Source data:

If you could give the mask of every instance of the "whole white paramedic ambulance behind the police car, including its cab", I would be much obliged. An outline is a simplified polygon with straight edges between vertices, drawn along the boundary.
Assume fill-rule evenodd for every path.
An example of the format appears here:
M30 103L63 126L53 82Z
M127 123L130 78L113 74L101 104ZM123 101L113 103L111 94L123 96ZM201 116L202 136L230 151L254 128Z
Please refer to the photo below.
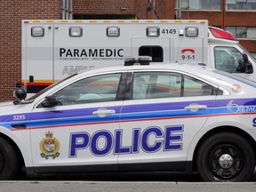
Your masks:
M205 63L256 81L253 57L207 20L22 20L21 84L28 93L79 70L141 55L154 62Z

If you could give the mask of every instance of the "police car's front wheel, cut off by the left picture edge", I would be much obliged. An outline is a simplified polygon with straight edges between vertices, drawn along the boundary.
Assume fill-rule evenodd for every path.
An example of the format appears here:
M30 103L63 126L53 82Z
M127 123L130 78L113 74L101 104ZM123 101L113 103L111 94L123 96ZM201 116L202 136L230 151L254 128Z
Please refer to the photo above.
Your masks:
M14 180L19 173L19 156L4 138L0 138L0 180Z

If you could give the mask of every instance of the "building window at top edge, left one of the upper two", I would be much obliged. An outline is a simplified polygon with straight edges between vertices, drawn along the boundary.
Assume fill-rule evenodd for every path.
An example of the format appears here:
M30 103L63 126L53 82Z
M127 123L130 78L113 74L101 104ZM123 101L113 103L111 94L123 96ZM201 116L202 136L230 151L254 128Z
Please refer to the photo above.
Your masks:
M220 10L221 0L181 0L182 9Z

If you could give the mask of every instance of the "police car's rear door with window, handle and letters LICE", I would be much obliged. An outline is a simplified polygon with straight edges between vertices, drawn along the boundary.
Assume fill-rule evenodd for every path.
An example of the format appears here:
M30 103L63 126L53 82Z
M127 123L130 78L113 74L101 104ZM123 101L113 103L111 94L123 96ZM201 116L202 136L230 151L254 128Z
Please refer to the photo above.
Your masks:
M177 72L130 76L132 88L120 118L123 138L116 142L120 169L185 168L189 144L211 114L218 88Z

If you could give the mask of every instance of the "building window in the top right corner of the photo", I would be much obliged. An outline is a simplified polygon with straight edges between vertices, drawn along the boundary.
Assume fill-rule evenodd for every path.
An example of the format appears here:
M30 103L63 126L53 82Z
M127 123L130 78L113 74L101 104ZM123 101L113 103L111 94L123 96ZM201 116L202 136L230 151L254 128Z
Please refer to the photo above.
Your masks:
M226 0L226 10L256 10L256 0Z

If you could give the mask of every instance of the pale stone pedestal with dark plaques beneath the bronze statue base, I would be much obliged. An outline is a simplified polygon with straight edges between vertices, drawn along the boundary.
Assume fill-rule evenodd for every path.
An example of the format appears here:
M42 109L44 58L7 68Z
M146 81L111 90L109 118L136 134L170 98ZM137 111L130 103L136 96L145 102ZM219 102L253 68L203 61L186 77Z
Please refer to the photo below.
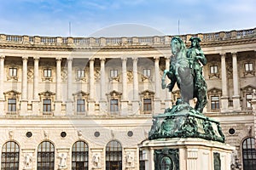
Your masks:
M196 138L146 140L140 144L147 169L223 170L230 169L235 147Z

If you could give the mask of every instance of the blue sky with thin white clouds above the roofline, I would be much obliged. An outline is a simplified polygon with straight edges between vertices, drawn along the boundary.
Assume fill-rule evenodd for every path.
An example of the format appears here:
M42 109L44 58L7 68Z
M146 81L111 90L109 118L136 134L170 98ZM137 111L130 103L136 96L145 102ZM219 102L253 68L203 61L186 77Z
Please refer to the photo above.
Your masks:
M255 0L0 0L0 34L136 37L256 27Z

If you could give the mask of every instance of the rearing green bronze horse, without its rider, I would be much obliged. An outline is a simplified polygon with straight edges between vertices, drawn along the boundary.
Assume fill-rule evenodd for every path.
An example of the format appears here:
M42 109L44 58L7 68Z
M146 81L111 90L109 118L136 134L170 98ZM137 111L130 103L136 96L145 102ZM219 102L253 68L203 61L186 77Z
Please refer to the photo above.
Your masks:
M171 41L172 60L170 69L164 71L162 77L162 88L172 88L175 83L180 89L181 99L184 103L189 104L189 99L196 98L197 102L195 110L202 112L205 105L207 105L207 83L201 76L201 87L195 86L195 73L189 66L189 58L187 57L187 48L179 37L173 37ZM171 80L171 83L166 87L166 76Z

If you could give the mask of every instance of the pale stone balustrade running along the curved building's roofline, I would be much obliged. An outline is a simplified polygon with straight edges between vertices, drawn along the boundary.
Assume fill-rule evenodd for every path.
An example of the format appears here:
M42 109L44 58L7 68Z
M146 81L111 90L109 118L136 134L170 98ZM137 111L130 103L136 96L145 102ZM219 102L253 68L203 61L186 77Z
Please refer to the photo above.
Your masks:
M190 37L200 37L202 42L216 42L231 39L255 37L256 28L239 31L219 31L211 33L178 35L183 41L188 42ZM32 37L0 34L0 43L23 43L50 46L83 45L85 47L96 46L125 46L125 45L159 45L170 44L171 38L176 36L154 37Z

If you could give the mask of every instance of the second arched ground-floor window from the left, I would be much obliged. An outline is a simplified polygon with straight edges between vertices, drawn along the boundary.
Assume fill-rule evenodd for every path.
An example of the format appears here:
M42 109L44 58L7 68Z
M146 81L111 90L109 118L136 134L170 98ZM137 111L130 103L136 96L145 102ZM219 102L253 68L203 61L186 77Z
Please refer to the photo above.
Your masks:
M38 145L38 170L54 170L55 146L49 141Z

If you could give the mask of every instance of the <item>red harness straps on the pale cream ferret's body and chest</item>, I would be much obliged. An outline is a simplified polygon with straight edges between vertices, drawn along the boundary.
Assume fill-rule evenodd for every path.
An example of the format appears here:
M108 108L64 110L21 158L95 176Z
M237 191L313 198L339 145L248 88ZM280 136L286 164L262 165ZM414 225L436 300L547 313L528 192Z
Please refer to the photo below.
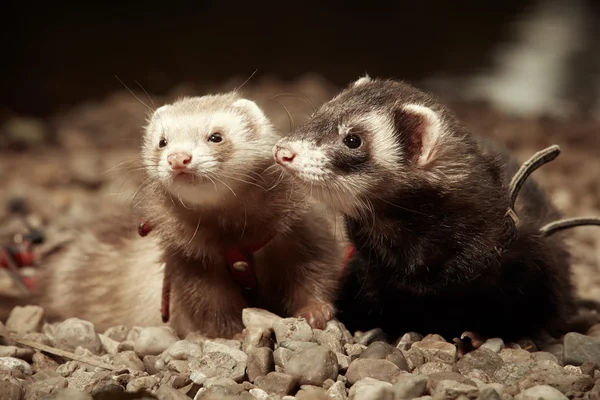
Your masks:
M138 233L140 236L147 236L152 227L148 222L142 222L138 227ZM274 236L274 235L273 235ZM253 303L255 300L255 289L257 285L256 275L254 273L254 253L265 247L272 239L273 236L267 238L263 242L256 243L254 245L242 247L232 246L225 250L225 259L227 260L227 267L233 280L240 286L244 297L248 303ZM346 252L345 262L340 271L339 279L341 279L345 273L348 262L354 256L356 249L350 245ZM171 294L171 281L168 274L165 273L163 277L162 287L162 300L161 300L161 316L163 322L169 320L169 300Z

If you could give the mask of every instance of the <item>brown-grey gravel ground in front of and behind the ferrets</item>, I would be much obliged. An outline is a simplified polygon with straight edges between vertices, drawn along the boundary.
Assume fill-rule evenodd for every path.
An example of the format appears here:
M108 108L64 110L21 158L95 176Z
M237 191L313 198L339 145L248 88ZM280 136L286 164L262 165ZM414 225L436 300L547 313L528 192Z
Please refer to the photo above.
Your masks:
M43 227L51 246L69 227L93 217L107 197L129 201L140 185L130 162L137 158L148 111L141 101L153 108L182 94L230 90L243 81L182 85L152 101L143 92L136 91L136 100L123 90L49 120L15 116L0 127L0 199L23 198L28 221ZM337 90L307 76L287 84L251 81L242 92L287 132L306 118L311 101L318 105ZM281 93L296 95L272 98ZM600 123L511 119L480 104L451 105L474 131L493 136L522 159L559 144L561 156L535 178L566 215L600 215ZM24 229L22 219L0 208L1 240ZM574 229L569 243L579 295L600 299L600 229ZM0 275L0 291L16 293L6 276ZM378 331L350 333L336 321L311 330L303 320L257 309L244 312L242 342L197 334L178 338L166 328L96 332L77 319L47 324L34 306L15 308L4 322L5 333L25 342L0 341L1 399L600 399L600 326L539 348L525 339L489 339L463 355L460 346L435 332L409 332L385 344Z

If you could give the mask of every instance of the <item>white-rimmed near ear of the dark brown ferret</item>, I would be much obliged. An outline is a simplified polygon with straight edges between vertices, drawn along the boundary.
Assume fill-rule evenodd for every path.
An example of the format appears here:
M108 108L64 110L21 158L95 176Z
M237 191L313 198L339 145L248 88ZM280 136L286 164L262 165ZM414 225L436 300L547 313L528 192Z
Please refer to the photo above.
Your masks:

Exercise prompt:
State the number of lines in the preceding entries that include the word "brown". Provide nothing else.

Expected output:
2